Source ::
Such massive developments could only become possible through the empowerment of researchers and intellectuals to capitalise on the gigantic body of knowledge built by their fellow creative workers. Every innovator taps into the knowledge sources produced by others and contributes back to the development of human wisdom. However, with the increasing complexity of creative and intellectual work, appropriate incentive systems should be implemented to motivate intellectuals to invest their time and effort in contributing to the global knowledge creation. Without such systems, very few are willing to devote their scarce resources to expand the borders of knowledge in the highly demanding modern lifestyle. But these incentive systems should be carefully designed to serve their main purpose: motivating intellectuals to produce creative work by guaranteeing them a fair return on their investment of intellectual and financial capital. They should not block access to knowledge in such a way as to prevent others from capitalising on the previous body of knowledge in their pursuit for creativity and innovation.

Traditional copyright regimes were devised to serve exactly this purpose. They promise any intellectual worker who is willing to spend time and effort developing creative materials (artistic, scientific, technological, etc.) an appropriate reward for her investments by giving her the exclusive right to exploit these materials commercially for a certain period of time. Copyright laws also (at least theoretically) guarantee access to these materials for others through different mechanisms, such as fair use, limitations and exceptions and by limiting the term of exclusive protection of creative works.

Data extract ::
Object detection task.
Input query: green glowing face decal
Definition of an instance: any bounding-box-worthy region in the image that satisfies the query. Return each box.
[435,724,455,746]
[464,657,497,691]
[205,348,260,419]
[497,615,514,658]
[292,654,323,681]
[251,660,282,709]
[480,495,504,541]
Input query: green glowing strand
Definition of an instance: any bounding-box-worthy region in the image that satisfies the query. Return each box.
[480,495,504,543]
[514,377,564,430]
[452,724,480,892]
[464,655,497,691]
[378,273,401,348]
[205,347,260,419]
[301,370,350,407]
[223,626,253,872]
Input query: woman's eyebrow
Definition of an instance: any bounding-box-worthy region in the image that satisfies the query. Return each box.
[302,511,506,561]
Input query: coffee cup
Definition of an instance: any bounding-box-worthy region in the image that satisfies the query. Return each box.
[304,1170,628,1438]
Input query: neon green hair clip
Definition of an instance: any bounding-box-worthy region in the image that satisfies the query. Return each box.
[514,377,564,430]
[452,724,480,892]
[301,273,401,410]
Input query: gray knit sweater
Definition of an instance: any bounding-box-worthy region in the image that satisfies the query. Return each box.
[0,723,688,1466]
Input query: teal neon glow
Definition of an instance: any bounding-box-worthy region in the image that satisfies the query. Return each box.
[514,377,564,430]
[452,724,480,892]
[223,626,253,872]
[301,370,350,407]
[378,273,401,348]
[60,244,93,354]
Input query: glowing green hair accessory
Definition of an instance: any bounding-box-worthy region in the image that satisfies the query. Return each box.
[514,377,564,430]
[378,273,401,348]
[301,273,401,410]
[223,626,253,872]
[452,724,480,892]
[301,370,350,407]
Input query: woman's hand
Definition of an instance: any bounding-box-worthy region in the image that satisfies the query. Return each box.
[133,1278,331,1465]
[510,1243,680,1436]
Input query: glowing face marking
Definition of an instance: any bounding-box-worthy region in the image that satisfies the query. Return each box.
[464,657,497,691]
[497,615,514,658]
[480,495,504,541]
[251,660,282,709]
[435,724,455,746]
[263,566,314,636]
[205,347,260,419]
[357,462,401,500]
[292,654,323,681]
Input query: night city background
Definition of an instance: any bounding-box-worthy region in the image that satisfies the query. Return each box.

Directions :: Print the part of the passage above on copyright and incentives for creative work from "Traditional copyright regimes" up to and including "of creative works.", with every word unchanged.

Output below ::
Traditional copyright regimes were devised to serve exactly this purpose. They promise any intellectual worker who is willing to spend time and effort developing creative materials (artistic, scientific, technological, etc.) an appropriate reward for her investments by giving her the exclusive right to exploit these materials commercially for a certain period of time. Copyright laws also (at least theoretically) guarantee access to these materials for others through different mechanisms, such as fair use, limitations and exceptions and by limiting the term of exclusive protection of creative works.